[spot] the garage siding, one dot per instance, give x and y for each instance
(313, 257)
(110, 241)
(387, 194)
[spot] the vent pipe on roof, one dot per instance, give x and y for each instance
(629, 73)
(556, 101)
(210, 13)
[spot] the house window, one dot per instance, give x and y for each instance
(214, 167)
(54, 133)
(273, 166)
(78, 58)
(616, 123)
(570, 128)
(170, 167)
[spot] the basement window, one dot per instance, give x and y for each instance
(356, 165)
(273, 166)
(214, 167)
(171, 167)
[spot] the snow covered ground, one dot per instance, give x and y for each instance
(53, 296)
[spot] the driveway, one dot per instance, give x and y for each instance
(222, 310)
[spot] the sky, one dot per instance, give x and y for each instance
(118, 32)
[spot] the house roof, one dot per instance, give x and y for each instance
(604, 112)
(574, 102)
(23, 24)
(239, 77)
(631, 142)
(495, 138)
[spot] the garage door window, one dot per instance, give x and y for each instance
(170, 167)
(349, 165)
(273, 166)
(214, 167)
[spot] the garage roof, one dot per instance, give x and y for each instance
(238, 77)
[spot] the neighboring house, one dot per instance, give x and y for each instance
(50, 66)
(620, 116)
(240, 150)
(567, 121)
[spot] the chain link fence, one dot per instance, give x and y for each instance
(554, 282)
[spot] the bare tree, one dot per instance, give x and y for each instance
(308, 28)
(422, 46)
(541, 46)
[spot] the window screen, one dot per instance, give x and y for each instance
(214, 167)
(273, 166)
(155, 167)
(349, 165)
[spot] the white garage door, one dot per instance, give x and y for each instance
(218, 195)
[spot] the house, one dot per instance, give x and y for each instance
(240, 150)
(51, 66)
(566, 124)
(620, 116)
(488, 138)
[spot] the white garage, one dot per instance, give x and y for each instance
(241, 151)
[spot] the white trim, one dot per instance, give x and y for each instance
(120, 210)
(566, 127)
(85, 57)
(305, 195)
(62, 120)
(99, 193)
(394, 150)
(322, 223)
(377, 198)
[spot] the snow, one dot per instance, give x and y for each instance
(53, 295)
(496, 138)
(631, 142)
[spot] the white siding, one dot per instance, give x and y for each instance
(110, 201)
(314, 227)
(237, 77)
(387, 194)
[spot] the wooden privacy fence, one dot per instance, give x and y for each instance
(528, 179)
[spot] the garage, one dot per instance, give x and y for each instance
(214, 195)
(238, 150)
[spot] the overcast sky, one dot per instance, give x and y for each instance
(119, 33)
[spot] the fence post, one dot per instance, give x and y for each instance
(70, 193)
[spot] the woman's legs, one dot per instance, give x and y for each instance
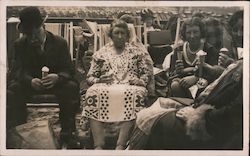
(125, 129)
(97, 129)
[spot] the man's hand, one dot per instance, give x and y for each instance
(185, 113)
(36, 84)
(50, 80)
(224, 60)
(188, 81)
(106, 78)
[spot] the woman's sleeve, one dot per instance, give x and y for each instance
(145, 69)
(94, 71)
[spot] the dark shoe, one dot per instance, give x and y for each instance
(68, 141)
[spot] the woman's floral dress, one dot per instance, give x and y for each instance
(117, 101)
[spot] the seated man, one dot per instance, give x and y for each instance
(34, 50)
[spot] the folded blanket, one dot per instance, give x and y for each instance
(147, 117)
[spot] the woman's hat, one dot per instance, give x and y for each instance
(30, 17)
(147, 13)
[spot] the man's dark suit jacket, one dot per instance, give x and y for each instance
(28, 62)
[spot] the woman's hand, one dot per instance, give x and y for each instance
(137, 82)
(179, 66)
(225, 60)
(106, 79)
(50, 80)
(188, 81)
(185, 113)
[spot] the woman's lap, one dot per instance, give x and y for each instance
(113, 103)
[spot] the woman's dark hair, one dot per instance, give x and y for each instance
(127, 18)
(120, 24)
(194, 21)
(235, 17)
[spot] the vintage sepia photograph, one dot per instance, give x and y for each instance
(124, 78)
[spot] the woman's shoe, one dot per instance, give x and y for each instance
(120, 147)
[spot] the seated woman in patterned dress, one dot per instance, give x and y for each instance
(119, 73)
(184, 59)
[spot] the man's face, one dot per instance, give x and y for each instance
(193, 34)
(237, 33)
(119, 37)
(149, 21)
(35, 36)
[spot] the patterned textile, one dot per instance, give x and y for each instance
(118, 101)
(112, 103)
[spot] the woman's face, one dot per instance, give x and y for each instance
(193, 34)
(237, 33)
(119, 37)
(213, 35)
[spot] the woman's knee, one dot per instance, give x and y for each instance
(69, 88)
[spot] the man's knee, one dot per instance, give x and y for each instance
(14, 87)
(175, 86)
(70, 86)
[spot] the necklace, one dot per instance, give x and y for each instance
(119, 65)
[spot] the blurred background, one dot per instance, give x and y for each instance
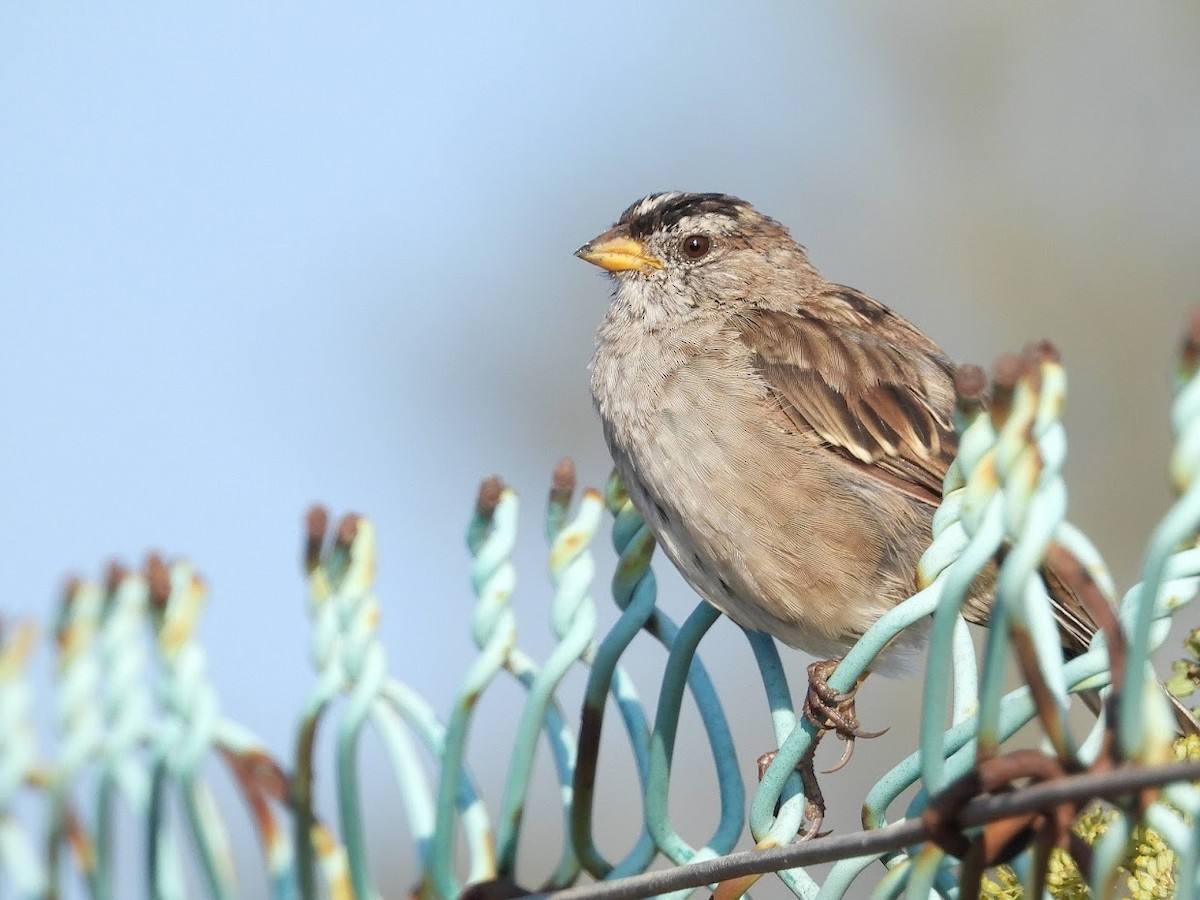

++++++

TASK BRIEF :: Drop the pictures and reproduce the rest of the data exactly.

ANSWER SPACE ::
[spot] the garage siding, one dot per instance, give x and y for each instance
(313, 257)
(110, 241)
(387, 194)
[spot] the vent pipe on roof, one dot per instance, give x and y for each instance
(629, 73)
(556, 101)
(210, 13)
[spot] the house window, one dot per instance, give x and y for each instance
(214, 167)
(54, 133)
(273, 166)
(78, 58)
(616, 123)
(570, 128)
(170, 167)
[spot] the basement window, one dot per instance, give x and y for each instance
(356, 165)
(273, 166)
(214, 167)
(171, 167)
[spot] the snow covered ground, one dot per instance, give x and y for each instance
(53, 296)
[spot] the driveway, one dot per instance, give x and y for each instance
(222, 310)
[spot] the sky, one dot per instance, give x and y for each instance
(118, 32)
[spot] the house roof, one dot per instance, give x and y for each instance
(604, 112)
(574, 102)
(23, 24)
(239, 77)
(631, 142)
(495, 138)
[spot] the garage door window, one dot per instance, give x and y for each instance
(170, 167)
(349, 165)
(273, 166)
(214, 167)
[spot] the garage roof, one dot per instance, give x and y for each instance
(238, 77)
[spot] the neighboring house, one dot per instance, give x and y for each instance
(50, 66)
(620, 116)
(240, 150)
(567, 121)
[spot] the chain link fence, one dot per instance, give x and y for each instance
(554, 282)
[spot] the bare tree, one dot per instance, give x and y for each instance
(308, 28)
(422, 46)
(541, 46)
[spot] the window screen, one dot per instance, give x and y for each instance
(214, 167)
(273, 166)
(155, 167)
(349, 165)
[spot] the white garage door, one dot per instance, give x and y for each instance
(218, 195)
[spot] the house, one dot per instance, give x and y for each instance
(240, 150)
(51, 66)
(566, 124)
(620, 116)
(488, 138)
[spot] the white garage, one dot per instance, give x and y for each instance
(241, 151)
[spot] the white trim, one dot per instance, give x and y for each instance
(120, 210)
(566, 127)
(85, 57)
(305, 195)
(62, 120)
(99, 193)
(394, 150)
(322, 223)
(377, 198)
[spot] the snow, one dot per instance, give x and y for each instance
(53, 295)
(496, 138)
(631, 142)
[spot] the white siding, one dot per instance, give x and y for each instance
(110, 201)
(314, 227)
(237, 77)
(387, 194)
[spot] the wooden privacy fence, one dot per instance, give x and y for each instance
(528, 179)
[spot] the garage, one dot per instance, give x and y for each instance
(214, 195)
(238, 150)
[spot] the overcast sky, one dot per instance, give x and y for each instance
(119, 33)
[spot] the fence post, one dot per instance, give x and y for each instance
(70, 193)
[spot] the woman's legs, one dot per instance, give x and y for each instance
(125, 129)
(97, 129)
[spot] the man's hand, one dot per instance, give x and y for each instance
(185, 113)
(36, 84)
(50, 80)
(224, 60)
(188, 81)
(106, 78)
[spot] the woman's sleeve, one dot per instance, give x and y for each instance
(145, 69)
(94, 71)
[spot] the dark shoe, one dot per instance, give x and y for each instance
(68, 141)
[spot] the woman's floral dress, one dot per instance, give x and y for each instance
(117, 101)
[spot] the seated man, one dot per instance, give x and y for each instance
(34, 50)
[spot] the folded blanket, one dot per instance, give x and y for each instance
(147, 117)
[spot] the woman's hat, one dot per instance, give x and y for each instance
(30, 17)
(147, 13)
[spot] the man's dark suit jacket, one dot per instance, give x and y for each instance
(28, 62)
[spot] the woman's hand, one dot per instance, give x and y for each instance
(137, 82)
(179, 66)
(225, 60)
(106, 79)
(50, 80)
(188, 81)
(185, 113)
[spot] the woman's lap, one dot per instance, give x and y for each instance
(113, 103)
[spot] the woman's dark hair, one dot per instance, give x and y for each instance
(127, 18)
(120, 24)
(194, 21)
(235, 17)
[spot] the vintage sepia photograph, one dot per instance, give x and y for each instance
(124, 78)
[spot] the woman's shoe, one dot per instance, give x and y for each instance
(120, 147)
[spot] the seated woman in patterned dress, one dot per instance, give x and y for each instance
(119, 73)
(184, 59)
[spot] the man's face, one dot per instance, give x and y for each instance
(193, 34)
(237, 33)
(119, 37)
(149, 21)
(35, 36)
[spot] the patterned textile, one dot per instance, give x and y for each instance
(118, 101)
(112, 103)
[spot] the woman's face, one dot per instance, give x and y for each instance
(193, 34)
(237, 33)
(119, 37)
(213, 35)
[spot] the woman's knee, one dot per instance, give x and y for each instance
(69, 88)
[spot] the man's knee, one dot per instance, give x and y for each instance
(14, 87)
(175, 86)
(70, 86)
[spot] the necklace, one dot per instance, give x and y for each instance
(119, 65)
[spot] the blurred background, one dot per instance, give x and y for each instance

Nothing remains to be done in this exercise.